At the line that includes "Where can you find the guitar", begin writing out the entries below exactly, and continue through the last line without adding anything.

(Extracted data entries)
################
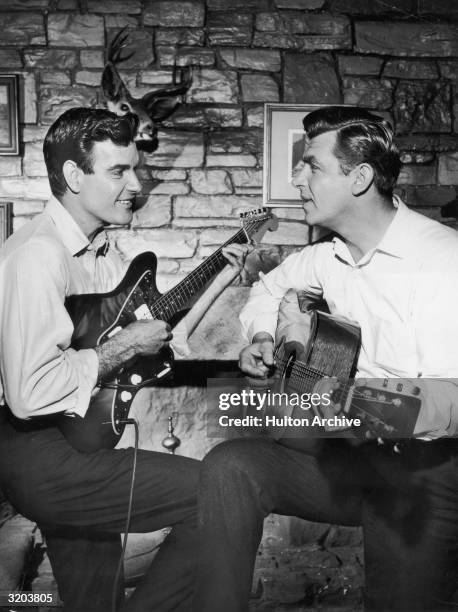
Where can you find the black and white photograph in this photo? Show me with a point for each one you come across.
(228, 292)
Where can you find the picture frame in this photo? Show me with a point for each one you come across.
(9, 137)
(283, 148)
(6, 220)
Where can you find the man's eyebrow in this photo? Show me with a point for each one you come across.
(119, 167)
(309, 159)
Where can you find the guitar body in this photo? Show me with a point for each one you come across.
(386, 408)
(95, 318)
(332, 350)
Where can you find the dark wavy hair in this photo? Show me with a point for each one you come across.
################
▶ [Task response]:
Where can you find the guitar body in this photo? Show me with a point for each one you come across.
(386, 408)
(95, 318)
(332, 350)
Where can you find the dark wavy hair in this photo? Show me with a point for each one you come across.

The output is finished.